◆ **What the exercise asks**: Carry the passage on business process reengineering forward from its last sentence.

◆ **Source extract**:
In a good economy, organizations invest in process reengineering to promote operational efficiency, competitive advantage, market agility, and to improve day-to-day human factors.

In a struggling economy, organizations must also invest as efficiency, competitiveness, agility, and human factors are more vital to business success than ever.

Reengineering business processes is trickier than it sounds. Having an outsider involved can loosen tensions around problems, and help move the reengineering steps in a positive direction.

Process reengineering has three major steps

First, target vital processes. Every business has them. Some have one, some hundreds. Don't boil the ocean. Select a few critical, related processes to start. Then start.

It's typically easy to know which processes to choose. They are very core to the business, involve the most people, span the longest time, and often are the most painful.

Second, get stakeholder consensus on the process as it is today, the "as-is" model. Usually, this is difficult; most workers loosely agree, but individually customize their part of the process.

◆ **Material provided**:
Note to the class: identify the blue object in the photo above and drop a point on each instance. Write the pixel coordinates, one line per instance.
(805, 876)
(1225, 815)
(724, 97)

◆ **Response for this exercise**:
The goal is a model which all (or most) stakeholders agree represent today's process – even at a high level. Moreover, they agree to use it. Simply codifying process like this creates efficiencies.

A codified process helps create accountability insofar as task responsibility. It also helps new employees understand their role systematically, rather than organically.

Third, include management to reengineer the "as-is" model into a "to-be" model. Don't shoot for perfection. Clean up glaring flaws and work to improve day-to-day human factors.

What is a day-to-day human factor? These are process areas that drive people crazy. Things like superfluous paperwork, repetition, duplication, and throw-away, legacy busywork.

Models can be high-level or detailed. Err on the side of high-level. "Adaptive discovery" is a concept to implement the process happy path now and slowly fold in edge cases over time (if ever).

The real world

Having a "to-be" model isn't the same as working the "to-be" model. Once you have a better, more-ideal model ready, it's time to create a strategy to put it into everyday life.

Introducing a "to-be" model is not easy. Here are some tips:

  1. Keep it flexible. The "to-be" model isn't perfect, yet. You may need to tweak it on-the-fly; you will disprove assumptions. Have someone authorized to make these changes.
  2. Open doors. Make sure stakeholders have an avenue to give feedback. They are your best measure to success and the fastest path to failure (user acceptance).
  3. Remember the pain. Workers won't like this level of change right away. Make it easier by reminding them of the "as-is" problems addressed by the "to-be" model.
  4. Top down. Getting models mapped is a bottom-up approach; implementing them is top-down. Management must be bought in, and reiterate "this will happen" no matter what.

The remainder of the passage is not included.